Given passage »
※ ※ ※

On Tue, 17 Jul 2018, Dan Lukes wrote:

On 17.7.2018 20:56, David B Funk wrote:
Not to mention, for years Mark Crispin adamantly opposed anything greater than 32 bit code (for portability sake). So there may still be dark corners of the UW/Panda IMAP code that will break on a 64 bit system.

According my experience, it's more stable om 64bit system. The "broken start of mailbox" issue I mentioned has been so common issue I has been asked to solve. With rise of 64B system it almost disappeared.

Just out of curiosity, any reason to stick with the "mbox" format?

There are others (EG: 1-file/message & MIX ) which don't have the size limitation and have distinct performance advantages.

I can' withstand to answer you using your own footer:
Better is not better, 'standard' is better. B{

Classic "UNIX" format used by most of MTA. It's de-facto standard. It's simple and because its just text, it can be processed by simple tools available on every system. And it can be read even with no tool at all.

Just remember the issue I described - broken mailbox can be corrected by just text editor, or even automatically using sed.

For MBX I crafted own tool suitable to repair broken mailboxes. Even with such tool I prefer standard UNIX format whenever possible (I fully agree with you - standard is better).

For MIX no broken mailbox repair tool exists. I consider it unfinished work I'm not ready to finish by self - as a result, I can't use it for production deployment.

Finally, I hate 1-file/message format because large number of small messages received will overload underlying filesystem (i-nodes are limited resource) so I consider it so DoS prone.

Did I satisfied your curiosity ? ;-)

※ ※ ※

What you need to do »
Answer these questions from the email exchange about IMAP mailbox formats.
(a) With the rise of 64-bit systems, what happened to the "broken start of mailbox" issue?
(b) What did Dan Lukes craft for the MBX format?
(c) Why does he consider the 1-file/message format prone to denial of service?

Collected material »

※ ※ ※

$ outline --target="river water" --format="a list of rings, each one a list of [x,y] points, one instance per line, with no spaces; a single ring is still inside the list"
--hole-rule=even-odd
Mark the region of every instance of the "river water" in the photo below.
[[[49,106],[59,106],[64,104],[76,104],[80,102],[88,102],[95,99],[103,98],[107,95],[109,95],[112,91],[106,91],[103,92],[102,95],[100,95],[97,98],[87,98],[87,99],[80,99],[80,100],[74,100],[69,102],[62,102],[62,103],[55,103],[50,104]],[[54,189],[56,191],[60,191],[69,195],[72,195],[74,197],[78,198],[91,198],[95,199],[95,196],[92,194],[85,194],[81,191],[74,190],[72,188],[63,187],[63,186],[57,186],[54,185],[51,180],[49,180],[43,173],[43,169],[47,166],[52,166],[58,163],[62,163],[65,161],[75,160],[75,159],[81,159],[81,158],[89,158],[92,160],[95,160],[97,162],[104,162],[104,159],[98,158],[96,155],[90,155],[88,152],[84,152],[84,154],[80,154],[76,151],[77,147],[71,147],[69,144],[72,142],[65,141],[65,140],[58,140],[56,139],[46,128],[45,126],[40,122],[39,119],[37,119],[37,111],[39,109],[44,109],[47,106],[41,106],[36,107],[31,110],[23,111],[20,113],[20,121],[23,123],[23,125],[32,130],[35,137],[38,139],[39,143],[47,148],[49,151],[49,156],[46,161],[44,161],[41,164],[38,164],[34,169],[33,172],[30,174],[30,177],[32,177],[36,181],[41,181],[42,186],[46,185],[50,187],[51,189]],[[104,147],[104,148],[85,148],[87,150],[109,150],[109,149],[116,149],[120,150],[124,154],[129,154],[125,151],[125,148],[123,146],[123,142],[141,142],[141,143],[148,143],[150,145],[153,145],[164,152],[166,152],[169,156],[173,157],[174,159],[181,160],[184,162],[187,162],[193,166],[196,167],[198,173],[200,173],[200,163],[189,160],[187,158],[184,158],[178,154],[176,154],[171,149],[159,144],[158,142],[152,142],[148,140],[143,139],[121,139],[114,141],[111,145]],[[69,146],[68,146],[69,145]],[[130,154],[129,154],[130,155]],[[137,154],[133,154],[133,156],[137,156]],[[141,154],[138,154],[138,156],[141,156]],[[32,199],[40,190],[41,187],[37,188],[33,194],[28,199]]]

※ ※ ※

Answer to the exercise »
(a) It almost disappeared.
(b) His own tool for repairing broken mailboxes.
(c) A large number of small incoming messages would overload the underlying filesystem, because i-nodes are a limited resource.